Exercise | Copy every one of the records below line for line, keeping each character unchanged.

Data for this task |
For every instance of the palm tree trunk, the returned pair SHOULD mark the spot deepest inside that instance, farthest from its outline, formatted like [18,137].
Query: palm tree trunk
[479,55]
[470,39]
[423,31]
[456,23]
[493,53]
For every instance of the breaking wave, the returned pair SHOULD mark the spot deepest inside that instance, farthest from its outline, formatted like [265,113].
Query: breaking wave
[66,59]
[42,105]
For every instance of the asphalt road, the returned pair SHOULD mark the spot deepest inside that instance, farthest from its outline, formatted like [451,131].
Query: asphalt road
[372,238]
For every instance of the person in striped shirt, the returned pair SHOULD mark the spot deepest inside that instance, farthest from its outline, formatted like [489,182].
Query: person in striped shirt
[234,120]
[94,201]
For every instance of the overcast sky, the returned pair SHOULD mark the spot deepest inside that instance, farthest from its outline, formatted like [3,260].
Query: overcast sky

Response to this task |
For every instance of the palm tree trunk, the returned pair SHOULD mark the spot deepest inside that instance, farthest from its outline, formatted like [18,137].
Query: palm tree trunk
[479,55]
[470,39]
[423,31]
[456,23]
[493,53]
For every instance of the breaking wave, the returned pair SHOULD mark the spot deepest inside that instance, farthest from its outline, formatted like [265,113].
Query: breaking wave
[66,59]
[42,105]
For every instance of the asphalt road, the returned pair SHOULD mark the spot deepest inside that instance, farthest from its outline, formatted like [451,131].
Query: asphalt road
[372,238]
For every instance of the person in striped shirt, the returned pair SHOULD mark the spot deepest inside that instance, farthest from its outline, formatted like [489,182].
Query: person in striped shirt
[234,120]
[94,201]
For every instance of the overcast sky, the returned pair SHOULD mark the spot deepest inside that instance, farthest from its outline, formatted like [3,260].
Query: overcast sky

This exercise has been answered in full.